» **WHAT IS EXPECTED**
Please edit the lines starting with the first one and going on through the line with "230L412 235L425 234L413" so that "rough mask" becomes "coarse mask" and nothing else changes, and leave the pictures out of your answer.

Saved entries

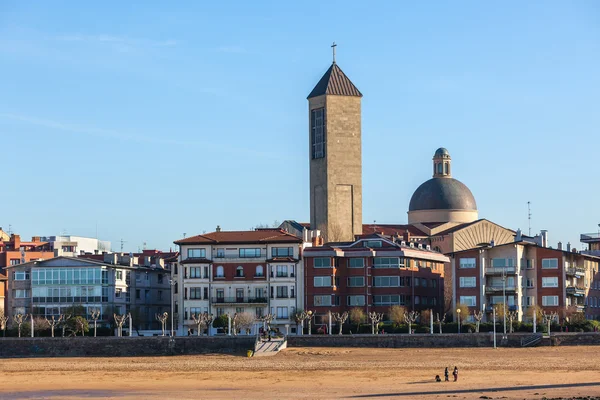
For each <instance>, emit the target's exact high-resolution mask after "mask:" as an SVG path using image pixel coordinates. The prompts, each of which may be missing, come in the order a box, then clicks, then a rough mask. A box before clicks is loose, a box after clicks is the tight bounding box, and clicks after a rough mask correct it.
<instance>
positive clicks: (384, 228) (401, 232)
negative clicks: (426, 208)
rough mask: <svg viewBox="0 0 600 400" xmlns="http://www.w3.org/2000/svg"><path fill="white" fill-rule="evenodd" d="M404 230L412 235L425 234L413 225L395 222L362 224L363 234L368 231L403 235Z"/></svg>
mask: <svg viewBox="0 0 600 400" xmlns="http://www.w3.org/2000/svg"><path fill="white" fill-rule="evenodd" d="M405 232H409V233H410V234H411V235H412V236H423V237H426V236H427V234H426V233H424V232H421V230H420V229H418V228H416V227H415V226H414V225H396V224H383V225H380V224H363V235H368V234H370V233H383V234H384V235H395V234H396V233H397V234H398V235H403V234H404V233H405Z"/></svg>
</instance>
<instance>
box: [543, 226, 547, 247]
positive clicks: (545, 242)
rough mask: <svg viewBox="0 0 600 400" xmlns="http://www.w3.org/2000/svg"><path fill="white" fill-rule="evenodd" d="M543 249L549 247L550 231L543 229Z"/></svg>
mask: <svg viewBox="0 0 600 400" xmlns="http://www.w3.org/2000/svg"><path fill="white" fill-rule="evenodd" d="M541 233H542V247H548V231H547V230H545V229H542V231H541Z"/></svg>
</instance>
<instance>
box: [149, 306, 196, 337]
mask: <svg viewBox="0 0 600 400" xmlns="http://www.w3.org/2000/svg"><path fill="white" fill-rule="evenodd" d="M155 317H156V319H157V320H158V321H159V322H160V325H161V327H162V331H163V336H165V333H166V331H167V330H166V326H167V320H168V319H169V313H168V312H166V311H165V312H164V313H162V314H156V315H155ZM192 318H194V314H192ZM194 321H195V319H194Z"/></svg>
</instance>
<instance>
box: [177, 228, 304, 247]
mask: <svg viewBox="0 0 600 400" xmlns="http://www.w3.org/2000/svg"><path fill="white" fill-rule="evenodd" d="M173 243H175V244H221V243H222V244H226V243H232V244H233V243H302V239H300V238H298V237H297V236H294V235H292V234H291V233H287V232H285V231H283V230H281V229H259V230H255V231H220V232H211V233H206V234H203V235H196V236H191V237H189V238H185V239H180V240H177V241H175V242H173Z"/></svg>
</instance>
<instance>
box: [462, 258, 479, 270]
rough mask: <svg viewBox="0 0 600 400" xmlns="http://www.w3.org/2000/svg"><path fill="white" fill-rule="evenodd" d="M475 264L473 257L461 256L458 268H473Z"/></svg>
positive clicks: (474, 267) (475, 262) (475, 261)
mask: <svg viewBox="0 0 600 400" xmlns="http://www.w3.org/2000/svg"><path fill="white" fill-rule="evenodd" d="M476 264H477V263H476V260H475V258H461V259H460V267H459V268H475V266H476Z"/></svg>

» **OUTPUT FOR THIS TASK**
For each <instance>, emit the target's exact high-resolution mask after "mask:" as an SVG path using image pixel coordinates. The prompts, each of which may be missing, come in the order a box, then clicks, then a coarse mask. A box before clicks is loose, a box after clicks is the tight bounding box, and clicks after a coarse mask correct it.
<instance>
positive clicks: (384, 228) (401, 232)
negative clicks: (426, 208)
coarse mask: <svg viewBox="0 0 600 400" xmlns="http://www.w3.org/2000/svg"><path fill="white" fill-rule="evenodd" d="M404 230L412 235L425 234L413 225L395 222L362 224L363 234L368 231L403 235Z"/></svg>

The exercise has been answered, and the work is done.